• [Problem requirements]:
Write out every line of the entries below word for word, changing nothing.
○ ○ ○ ○ ○ ○ ○
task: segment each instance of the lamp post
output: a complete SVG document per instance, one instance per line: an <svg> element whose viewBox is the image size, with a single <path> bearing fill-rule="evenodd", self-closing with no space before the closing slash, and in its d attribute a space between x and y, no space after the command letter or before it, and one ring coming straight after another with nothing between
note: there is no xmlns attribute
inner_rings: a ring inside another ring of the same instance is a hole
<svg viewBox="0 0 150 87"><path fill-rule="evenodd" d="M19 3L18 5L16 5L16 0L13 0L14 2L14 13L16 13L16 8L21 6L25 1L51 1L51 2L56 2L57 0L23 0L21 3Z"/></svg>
○ ○ ○ ○ ○ ○ ○
• [The response]:
task: segment each instance of the lamp post
output: a complete SVG document per instance, one instance per line: an <svg> element whose viewBox is the image size, with a single <path> bearing fill-rule="evenodd", self-closing with no space before the closing slash, and in its d attribute a space between x and y, no space after the command letter or before it, and one ring coming straight after another with nothing between
note: there is no xmlns attribute
inner_rings: a ring inside another ring of the same instance is a hole
<svg viewBox="0 0 150 87"><path fill-rule="evenodd" d="M19 3L18 5L16 5L16 0L13 0L14 2L14 13L16 13L16 8L21 6L25 1L51 1L51 2L56 2L57 0L23 0L21 3Z"/></svg>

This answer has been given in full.